### DOCUMENT EXCERPT
════

Although we don't believe in timing the market or panicking over market movements, we do like to keep an eye on big changes -- just in case they're material to our investing thesis.
What: Shares of health-care information technology provider MedAssets (NASDAQ: MDAS ) fell as much as 11% following its fourth-quarter earnings report, but have since reversed course to a gain of 4% as of this writing.
So what: For the quarter, MedAssets reported a 4.5% rise in sales to $163.8 million and earnings per share of $0.27, which was nearly 16% below the year-ago period. Although revenue was higher than expected, investors honed in on MedAssets' $0.01 EPS miss relative to the Street's expectations and drove the stock down early. Looking ahead, MedAssets anticipates 2013 revenue of $670 million to $684 million with EPS of $1.22-$1.32, which compares favorably with the $676.3 million and $1.29 in EPS consensus.

════

A run of records

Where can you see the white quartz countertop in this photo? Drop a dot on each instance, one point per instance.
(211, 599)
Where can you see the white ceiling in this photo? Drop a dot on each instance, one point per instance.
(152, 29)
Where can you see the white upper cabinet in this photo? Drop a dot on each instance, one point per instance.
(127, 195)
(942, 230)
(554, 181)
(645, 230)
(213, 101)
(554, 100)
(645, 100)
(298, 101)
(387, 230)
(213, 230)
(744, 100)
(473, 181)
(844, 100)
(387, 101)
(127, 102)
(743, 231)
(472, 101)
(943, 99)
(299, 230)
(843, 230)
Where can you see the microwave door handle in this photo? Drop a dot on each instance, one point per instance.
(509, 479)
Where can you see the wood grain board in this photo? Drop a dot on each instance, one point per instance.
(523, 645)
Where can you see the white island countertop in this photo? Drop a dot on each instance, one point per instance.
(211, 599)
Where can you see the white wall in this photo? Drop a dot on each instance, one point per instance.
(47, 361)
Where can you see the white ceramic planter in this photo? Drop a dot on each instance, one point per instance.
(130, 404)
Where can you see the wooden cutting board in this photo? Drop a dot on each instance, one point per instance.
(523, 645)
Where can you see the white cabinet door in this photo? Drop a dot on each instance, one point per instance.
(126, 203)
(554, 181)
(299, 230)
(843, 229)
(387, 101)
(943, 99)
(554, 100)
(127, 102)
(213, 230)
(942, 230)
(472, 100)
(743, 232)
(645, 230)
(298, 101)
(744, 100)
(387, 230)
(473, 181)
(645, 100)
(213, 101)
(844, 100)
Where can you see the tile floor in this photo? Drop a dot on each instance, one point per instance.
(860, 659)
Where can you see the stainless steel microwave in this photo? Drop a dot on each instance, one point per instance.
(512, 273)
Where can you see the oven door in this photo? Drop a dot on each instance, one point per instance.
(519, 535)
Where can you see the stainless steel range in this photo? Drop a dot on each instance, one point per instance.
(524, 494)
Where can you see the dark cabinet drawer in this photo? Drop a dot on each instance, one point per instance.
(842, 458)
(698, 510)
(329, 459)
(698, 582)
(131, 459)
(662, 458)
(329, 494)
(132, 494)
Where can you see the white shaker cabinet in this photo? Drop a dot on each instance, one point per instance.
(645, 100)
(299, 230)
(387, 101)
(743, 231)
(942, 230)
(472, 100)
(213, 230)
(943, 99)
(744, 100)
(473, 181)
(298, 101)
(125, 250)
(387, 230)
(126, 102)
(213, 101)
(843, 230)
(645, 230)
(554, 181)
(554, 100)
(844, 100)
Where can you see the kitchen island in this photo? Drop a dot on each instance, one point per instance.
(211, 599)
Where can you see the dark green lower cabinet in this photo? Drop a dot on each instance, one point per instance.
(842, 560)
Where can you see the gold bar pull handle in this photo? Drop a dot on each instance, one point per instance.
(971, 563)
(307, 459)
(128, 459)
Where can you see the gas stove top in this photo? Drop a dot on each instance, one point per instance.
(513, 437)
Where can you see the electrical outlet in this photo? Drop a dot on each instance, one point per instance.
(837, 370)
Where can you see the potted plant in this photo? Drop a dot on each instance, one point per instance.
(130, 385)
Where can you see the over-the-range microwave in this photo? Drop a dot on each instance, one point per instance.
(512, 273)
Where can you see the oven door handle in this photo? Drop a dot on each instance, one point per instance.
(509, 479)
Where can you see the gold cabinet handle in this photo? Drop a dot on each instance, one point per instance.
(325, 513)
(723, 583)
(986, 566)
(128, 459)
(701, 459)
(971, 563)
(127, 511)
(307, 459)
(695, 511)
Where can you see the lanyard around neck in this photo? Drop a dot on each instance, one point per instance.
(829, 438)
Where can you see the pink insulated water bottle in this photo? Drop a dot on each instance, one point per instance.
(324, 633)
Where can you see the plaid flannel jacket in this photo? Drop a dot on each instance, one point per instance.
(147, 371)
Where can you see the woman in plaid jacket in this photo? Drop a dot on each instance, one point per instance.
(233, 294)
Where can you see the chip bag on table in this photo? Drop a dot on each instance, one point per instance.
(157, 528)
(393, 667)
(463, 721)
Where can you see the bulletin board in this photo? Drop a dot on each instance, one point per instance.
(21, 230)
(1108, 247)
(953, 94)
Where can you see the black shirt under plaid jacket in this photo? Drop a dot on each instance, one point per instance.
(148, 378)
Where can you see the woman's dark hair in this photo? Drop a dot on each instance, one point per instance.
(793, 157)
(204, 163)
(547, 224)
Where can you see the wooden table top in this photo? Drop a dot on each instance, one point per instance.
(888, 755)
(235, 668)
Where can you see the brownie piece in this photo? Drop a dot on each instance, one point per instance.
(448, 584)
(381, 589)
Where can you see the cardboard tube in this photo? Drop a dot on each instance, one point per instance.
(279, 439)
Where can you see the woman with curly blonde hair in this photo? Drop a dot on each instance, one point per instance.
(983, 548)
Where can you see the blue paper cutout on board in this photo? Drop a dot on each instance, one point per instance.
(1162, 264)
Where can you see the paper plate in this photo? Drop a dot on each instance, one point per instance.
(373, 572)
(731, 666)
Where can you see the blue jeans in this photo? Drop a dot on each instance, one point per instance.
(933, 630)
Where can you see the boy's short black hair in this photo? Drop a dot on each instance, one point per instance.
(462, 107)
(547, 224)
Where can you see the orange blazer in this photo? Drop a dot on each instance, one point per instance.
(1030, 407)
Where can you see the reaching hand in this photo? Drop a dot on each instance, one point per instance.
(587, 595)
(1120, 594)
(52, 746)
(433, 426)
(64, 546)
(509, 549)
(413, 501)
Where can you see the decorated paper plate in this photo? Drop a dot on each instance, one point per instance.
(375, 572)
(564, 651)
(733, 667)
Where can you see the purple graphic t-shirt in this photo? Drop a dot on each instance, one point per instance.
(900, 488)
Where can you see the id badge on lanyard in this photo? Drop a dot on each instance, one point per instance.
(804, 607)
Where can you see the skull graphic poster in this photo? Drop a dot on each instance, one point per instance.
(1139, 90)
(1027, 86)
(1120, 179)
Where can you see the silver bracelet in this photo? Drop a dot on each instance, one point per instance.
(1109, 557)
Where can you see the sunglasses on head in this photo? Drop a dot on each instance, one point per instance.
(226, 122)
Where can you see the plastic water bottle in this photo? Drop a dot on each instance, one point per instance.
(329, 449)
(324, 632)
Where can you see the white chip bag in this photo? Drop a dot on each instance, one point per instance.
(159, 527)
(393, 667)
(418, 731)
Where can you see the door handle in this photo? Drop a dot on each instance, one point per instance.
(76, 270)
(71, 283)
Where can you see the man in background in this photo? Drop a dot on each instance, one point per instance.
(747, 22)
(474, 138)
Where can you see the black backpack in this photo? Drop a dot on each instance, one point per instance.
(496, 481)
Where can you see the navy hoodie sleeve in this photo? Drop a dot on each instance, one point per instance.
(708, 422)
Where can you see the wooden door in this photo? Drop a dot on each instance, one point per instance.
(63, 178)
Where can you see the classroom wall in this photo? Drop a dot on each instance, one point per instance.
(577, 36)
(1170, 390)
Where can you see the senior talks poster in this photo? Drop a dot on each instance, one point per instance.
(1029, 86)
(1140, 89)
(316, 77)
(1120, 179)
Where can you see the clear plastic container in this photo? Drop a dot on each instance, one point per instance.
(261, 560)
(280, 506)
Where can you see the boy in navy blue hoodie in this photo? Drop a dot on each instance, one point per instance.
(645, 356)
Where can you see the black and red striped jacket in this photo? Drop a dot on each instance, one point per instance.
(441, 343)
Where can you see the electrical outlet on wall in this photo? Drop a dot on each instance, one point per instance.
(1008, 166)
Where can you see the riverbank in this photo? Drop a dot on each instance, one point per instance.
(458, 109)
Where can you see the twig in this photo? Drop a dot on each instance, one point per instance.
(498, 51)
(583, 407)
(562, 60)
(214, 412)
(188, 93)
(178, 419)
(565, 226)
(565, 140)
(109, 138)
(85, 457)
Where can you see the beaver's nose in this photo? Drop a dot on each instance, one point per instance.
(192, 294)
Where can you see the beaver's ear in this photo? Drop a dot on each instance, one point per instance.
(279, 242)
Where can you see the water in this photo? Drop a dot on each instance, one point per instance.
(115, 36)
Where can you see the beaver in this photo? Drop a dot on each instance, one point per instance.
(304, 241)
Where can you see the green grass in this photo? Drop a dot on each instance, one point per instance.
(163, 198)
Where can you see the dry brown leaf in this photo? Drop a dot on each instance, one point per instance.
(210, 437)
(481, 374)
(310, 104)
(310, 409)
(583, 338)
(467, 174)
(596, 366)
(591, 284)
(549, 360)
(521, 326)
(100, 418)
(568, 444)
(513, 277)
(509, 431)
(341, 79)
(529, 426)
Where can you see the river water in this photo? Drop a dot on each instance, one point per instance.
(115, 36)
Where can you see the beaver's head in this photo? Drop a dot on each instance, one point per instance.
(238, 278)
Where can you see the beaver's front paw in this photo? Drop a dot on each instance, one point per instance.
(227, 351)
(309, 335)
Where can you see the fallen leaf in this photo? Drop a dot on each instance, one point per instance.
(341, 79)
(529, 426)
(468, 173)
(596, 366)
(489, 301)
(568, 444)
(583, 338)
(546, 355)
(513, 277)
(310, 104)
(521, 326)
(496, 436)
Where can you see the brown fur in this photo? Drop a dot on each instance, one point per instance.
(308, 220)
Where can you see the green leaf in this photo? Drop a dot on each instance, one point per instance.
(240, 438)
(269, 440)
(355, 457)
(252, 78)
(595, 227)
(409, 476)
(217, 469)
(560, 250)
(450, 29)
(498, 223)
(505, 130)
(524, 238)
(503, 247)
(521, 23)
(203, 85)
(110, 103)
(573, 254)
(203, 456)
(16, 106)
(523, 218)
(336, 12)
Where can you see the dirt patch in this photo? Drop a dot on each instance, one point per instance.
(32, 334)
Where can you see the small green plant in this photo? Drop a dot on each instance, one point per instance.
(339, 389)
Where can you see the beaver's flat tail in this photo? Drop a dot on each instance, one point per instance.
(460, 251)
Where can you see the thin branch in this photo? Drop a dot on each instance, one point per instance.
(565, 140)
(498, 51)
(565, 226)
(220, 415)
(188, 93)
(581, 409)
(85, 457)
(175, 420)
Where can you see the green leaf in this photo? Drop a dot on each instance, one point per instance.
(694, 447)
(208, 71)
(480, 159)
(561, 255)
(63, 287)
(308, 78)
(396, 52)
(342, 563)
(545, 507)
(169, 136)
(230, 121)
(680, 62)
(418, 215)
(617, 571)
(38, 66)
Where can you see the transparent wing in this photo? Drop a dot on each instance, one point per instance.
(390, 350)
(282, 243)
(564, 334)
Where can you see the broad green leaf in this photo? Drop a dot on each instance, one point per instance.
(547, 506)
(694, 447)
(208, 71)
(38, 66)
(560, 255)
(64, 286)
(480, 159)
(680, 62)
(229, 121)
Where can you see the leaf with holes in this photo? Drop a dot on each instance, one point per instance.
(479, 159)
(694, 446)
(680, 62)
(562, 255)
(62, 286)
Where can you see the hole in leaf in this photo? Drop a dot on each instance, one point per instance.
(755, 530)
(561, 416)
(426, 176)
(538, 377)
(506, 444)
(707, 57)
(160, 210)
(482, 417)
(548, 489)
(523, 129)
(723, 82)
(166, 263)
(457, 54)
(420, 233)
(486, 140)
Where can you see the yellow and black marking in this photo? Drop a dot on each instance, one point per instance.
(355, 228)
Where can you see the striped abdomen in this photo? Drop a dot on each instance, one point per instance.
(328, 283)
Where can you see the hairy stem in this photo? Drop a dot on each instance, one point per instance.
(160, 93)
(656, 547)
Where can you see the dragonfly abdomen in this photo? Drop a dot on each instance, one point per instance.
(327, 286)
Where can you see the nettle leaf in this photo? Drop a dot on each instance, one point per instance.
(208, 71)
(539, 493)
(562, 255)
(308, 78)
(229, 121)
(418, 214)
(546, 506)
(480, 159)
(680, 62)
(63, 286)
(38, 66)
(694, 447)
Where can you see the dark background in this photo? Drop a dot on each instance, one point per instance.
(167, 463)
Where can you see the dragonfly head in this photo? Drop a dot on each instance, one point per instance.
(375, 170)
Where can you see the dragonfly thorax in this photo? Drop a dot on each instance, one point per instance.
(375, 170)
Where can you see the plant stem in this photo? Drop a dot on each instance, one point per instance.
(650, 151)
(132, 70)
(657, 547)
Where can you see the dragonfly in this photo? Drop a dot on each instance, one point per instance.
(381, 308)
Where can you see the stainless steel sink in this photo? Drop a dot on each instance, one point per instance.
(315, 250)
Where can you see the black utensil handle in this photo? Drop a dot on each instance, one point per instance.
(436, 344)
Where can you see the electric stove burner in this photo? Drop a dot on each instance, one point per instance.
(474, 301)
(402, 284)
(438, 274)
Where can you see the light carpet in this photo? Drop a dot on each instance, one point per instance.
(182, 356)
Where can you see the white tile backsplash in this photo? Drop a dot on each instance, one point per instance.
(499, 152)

════

### PARTS OF THE EXERCISE
1/ In the MedAssets earnings excerpt, what quarterly sales figure did the company report?
2/ Identify every line of the records that contains the string "hoodie", matching case exactly.

### RESPONSES
1/ $163.8 million, a 4.5% rise.

2/
Where can you see the navy hoodie sleeve in this photo? Drop a dot on each instance, one point per instance.
Where can you see the boy in navy blue hoodie in this photo? Drop a dot on each instance, one point per instance.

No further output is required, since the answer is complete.